- _Selected excerpt_
▼
The End of Moore's Law for AI? Gemini Flash Offers a Warning

1. incomingpain ◴[03 Jul 25 18:24 UTC] No.44457855[source]▶

I think the big thing that really surprised me.

Llama 4 maverick is 16x 17b. So 67GB of size. The equivalency is 400billion.

Llama 4 behemoth is 128x 17b. 245gb size. The equivalency is 2 trillion.

I dont have the resources to be able to test these unfortunately; but they are claiming behemoth is superior to the best SAAS options via internal benchmarking.

Comparatively Deepseek r1 671B is 404gb in size; with pretty similar benchmarks.

But you compare deepseek r1 32b to any model from 2021 and it's going to be significantly superior.

So we have quality of models increasing, resources needed decreasing. In 5-10 years, do we have an LLM that loads up on a 16-32GB video card that is simply capable of doing it all?

replies(2): >>44458059 #>>44460104 #

2. sethkim ◴[03 Jul 25 18:47 UTC] No.44458059[source]▶

>>44457855 (TP) #

My two cents here is the classic answer - it depends. If you need general "reasoning" capabilities, I see this being a strong possibility. If you need specific, factual information baked into the weights themselves, you'll need something large enough to store that data.

I think the best of both worlds is a sufficiently capable reasoning model with access to external tools and data that can perform CPU-based lookups for information that it doesn't possess.

3. ezekiel68 ◴[03 Jul 25 23:57 UTC] No.44460104[source]▶

>>44457855 (TP) #

"How is our 'Strategic Use of LLM Technology' initiative going, Harris?"

"Sir, I'm delighted to report that the productivity and insights gained outclass anything available from four years ago. We are clearly winning."
▲
- _Raw data_
▼
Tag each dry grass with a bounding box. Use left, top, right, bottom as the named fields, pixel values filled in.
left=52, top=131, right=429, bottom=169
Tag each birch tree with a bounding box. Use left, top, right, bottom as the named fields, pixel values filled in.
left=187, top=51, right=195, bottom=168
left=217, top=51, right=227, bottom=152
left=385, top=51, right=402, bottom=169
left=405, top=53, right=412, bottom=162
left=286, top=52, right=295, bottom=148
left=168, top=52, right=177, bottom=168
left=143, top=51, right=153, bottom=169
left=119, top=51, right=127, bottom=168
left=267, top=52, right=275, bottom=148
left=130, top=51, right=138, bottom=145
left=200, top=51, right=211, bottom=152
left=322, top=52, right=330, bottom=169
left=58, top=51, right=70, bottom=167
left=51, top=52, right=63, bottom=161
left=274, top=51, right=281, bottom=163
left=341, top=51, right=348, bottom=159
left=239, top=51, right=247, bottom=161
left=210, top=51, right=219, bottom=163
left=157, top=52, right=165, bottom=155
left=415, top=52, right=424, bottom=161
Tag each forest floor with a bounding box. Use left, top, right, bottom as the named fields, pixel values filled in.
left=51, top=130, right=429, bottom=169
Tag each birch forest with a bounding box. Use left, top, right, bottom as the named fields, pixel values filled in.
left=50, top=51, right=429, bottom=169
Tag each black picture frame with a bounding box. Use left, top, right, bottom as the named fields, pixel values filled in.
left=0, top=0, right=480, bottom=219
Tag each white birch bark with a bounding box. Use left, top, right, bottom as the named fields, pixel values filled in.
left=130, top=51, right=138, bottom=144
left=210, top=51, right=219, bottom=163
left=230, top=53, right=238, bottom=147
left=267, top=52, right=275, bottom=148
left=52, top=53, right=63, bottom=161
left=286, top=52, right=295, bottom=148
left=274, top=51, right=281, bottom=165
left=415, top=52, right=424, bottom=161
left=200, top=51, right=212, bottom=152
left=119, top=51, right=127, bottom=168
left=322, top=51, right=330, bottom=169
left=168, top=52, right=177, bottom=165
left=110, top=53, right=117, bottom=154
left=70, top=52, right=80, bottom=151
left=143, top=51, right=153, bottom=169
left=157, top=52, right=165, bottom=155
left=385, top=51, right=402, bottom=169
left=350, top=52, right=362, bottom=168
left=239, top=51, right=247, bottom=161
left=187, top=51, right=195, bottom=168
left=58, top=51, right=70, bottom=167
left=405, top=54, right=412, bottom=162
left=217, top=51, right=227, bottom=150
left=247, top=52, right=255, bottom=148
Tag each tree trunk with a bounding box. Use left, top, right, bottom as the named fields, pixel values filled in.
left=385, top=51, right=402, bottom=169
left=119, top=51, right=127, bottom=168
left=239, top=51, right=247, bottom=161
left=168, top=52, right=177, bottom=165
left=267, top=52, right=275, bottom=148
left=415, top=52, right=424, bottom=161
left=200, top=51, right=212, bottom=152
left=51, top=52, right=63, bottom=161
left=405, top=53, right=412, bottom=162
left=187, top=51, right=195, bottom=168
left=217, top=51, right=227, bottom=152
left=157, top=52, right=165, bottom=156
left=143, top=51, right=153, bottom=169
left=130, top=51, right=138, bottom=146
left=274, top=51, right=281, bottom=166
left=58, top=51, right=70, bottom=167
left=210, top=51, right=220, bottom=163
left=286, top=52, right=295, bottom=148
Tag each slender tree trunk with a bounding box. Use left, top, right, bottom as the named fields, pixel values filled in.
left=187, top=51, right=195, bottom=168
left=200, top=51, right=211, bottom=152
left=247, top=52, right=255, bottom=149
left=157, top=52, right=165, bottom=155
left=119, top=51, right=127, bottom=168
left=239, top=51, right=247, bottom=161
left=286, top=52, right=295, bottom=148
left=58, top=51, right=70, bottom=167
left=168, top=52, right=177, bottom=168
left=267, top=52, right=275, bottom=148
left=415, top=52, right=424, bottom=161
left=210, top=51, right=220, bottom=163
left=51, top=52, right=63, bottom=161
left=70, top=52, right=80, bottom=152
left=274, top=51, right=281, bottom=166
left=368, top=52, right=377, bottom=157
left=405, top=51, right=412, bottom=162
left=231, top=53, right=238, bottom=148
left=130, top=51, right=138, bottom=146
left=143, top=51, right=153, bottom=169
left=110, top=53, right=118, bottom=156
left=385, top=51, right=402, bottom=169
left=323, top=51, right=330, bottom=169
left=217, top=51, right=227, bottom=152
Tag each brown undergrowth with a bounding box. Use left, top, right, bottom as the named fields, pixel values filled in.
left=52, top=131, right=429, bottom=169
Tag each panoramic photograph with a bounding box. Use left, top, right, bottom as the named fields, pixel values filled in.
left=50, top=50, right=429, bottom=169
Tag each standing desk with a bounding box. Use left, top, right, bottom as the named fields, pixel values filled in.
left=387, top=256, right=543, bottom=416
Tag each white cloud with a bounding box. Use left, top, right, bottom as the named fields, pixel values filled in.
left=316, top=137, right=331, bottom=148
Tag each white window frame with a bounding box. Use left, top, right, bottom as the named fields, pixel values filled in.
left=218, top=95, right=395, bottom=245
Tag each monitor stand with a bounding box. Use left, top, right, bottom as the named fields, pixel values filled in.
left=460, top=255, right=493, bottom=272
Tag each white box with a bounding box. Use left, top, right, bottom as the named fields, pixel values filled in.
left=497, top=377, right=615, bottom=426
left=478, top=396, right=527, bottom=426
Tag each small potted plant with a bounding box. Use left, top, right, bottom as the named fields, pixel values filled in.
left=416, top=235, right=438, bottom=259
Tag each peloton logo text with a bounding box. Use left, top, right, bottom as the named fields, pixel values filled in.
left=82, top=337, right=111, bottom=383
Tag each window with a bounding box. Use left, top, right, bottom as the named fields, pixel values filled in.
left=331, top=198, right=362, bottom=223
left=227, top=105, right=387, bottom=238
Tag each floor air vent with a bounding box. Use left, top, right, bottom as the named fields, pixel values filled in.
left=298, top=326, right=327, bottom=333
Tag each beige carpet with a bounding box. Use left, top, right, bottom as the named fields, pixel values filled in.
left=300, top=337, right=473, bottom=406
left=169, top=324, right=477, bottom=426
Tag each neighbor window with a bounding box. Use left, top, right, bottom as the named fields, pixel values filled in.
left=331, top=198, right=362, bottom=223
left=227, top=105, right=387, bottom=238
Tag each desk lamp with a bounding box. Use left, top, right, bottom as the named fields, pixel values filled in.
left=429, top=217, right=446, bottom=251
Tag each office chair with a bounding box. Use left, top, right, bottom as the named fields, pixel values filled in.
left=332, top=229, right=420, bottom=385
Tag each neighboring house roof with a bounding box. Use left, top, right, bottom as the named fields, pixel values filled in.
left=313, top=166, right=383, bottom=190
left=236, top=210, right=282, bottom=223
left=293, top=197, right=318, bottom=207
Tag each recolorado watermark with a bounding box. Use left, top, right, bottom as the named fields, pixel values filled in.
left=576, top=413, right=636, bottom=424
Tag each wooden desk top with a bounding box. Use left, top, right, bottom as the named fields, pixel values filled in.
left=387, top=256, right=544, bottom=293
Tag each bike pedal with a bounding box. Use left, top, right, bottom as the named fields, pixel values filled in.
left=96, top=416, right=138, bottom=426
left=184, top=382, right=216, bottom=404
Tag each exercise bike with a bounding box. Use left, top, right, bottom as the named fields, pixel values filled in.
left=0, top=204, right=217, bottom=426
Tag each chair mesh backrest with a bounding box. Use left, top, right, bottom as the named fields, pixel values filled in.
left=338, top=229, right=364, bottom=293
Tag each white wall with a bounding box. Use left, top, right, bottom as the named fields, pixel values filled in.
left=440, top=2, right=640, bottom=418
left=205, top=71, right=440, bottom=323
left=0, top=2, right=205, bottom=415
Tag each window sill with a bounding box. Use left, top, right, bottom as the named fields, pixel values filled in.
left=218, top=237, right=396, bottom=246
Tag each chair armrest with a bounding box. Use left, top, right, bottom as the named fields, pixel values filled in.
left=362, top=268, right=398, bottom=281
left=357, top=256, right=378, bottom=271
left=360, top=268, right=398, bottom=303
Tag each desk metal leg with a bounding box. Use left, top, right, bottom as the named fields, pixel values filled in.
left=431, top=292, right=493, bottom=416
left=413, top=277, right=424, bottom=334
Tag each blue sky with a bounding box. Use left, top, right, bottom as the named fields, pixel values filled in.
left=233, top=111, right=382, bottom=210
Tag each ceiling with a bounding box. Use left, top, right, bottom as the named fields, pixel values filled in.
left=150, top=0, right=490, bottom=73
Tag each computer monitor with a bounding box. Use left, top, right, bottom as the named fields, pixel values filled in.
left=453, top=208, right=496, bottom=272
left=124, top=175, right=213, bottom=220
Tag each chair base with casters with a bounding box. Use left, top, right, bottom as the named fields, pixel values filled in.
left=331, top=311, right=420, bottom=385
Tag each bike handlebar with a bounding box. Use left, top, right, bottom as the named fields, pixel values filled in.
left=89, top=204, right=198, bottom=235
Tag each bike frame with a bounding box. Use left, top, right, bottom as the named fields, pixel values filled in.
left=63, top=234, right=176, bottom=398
▲
- _Required work_
Quote the thread on the end of Moore's Law for AI, starting at "So we have quality" and ending at "doing it all?". None of the lines are needed here.

- _Answer to this task_
So we have quality of models increasing, resources needed decreasing. In 5-10 years, do we have an LLM that loads up on a 16-32GB video card that is simply capable of doing it all?